• **Consignes**:
(1) Relevez tous les types de danses mentionnés dans le texte sur les carnets de musique.
(2) Poursuivez le texte sur les carnets de musique à la suite de sa dernière phrase.

Illustration : première page du 1er carnet de musique (Coll. Coatrieux)
Illustration : première page du 1er carnet de musique (Coll. Coatrieux)


Eric Coatrieux, musicien membre des Brayauds, m’a communiqué ces quatre carnets de musique, sauvés miraculeusement de la benne à ordures à Combronde par un brocanteur (combien d’autres documents, pour nous inestimables, n’ont pas eu cette chance et ont été détruits!). Je l’en remercie amicalement. Les quatre cahiers semblent écrits de la même main, et contiennent un répertoire plus récent que les manuscrits précédents : une recherche non exhaustive d’après les titres, me donne une majorité de mélodies sorties entre 1920, et 1926 au plus tard.

Dans ce répertoire, on trouve beaucoup de valses, quelques polkas et schottisches, ainsi que des danses plus récentes, nouveautés de cette époque : fox-trots, charleston, shimmy, ainsi que quelques extraits de « Faust » de Gounod et deux sérénades de l’italien Enrico Toselli. Certaines chansons sont données avec leurs paroles. Il est difficile de savoir de quel instrument jouait l’auteur de ces cahiers. Les tonalités utilisées comportent la plupart du temps au maximum un dièse ou un bémol (Do, Fa et Sol).

• **Données disponibles**:
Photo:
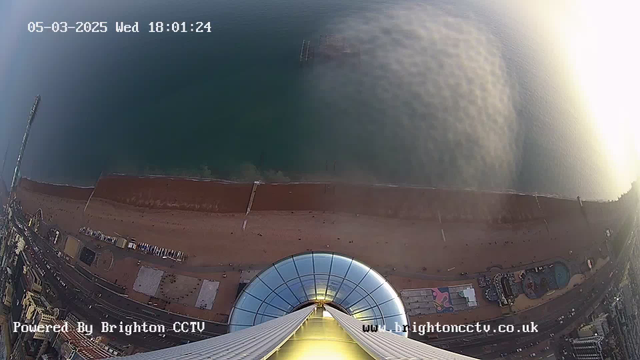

• **Réponses**:
(1) Valses, polkas, schottisches, fox-trots, charleston, shimmy.

(2)
Ce qui nous intéresse particulièrement, deux de ces cahiers nous livrent une série de bourrées à trois temps, sans paroles ni titre particulier : vingt-sept mélodies différentes au total (certaines sont réécrites à l’identique d’un cahier à l’autre, et l’une d’elles est transposée dans trois tons différents). En dehors d’airs déjà rencontrés dans les autres recueils de Basse-Auvergne (environ un tiers du total), les autres mélodies me sont inconnues par ailleurs. Le caractère musical est semblable à celui des autres sources que nous avons présentées : des airs la plupart du temps très « carrés » et symétriques, aux motifs rythmiques peu variés, en mode majeur sauf pour quelques standards en mineur.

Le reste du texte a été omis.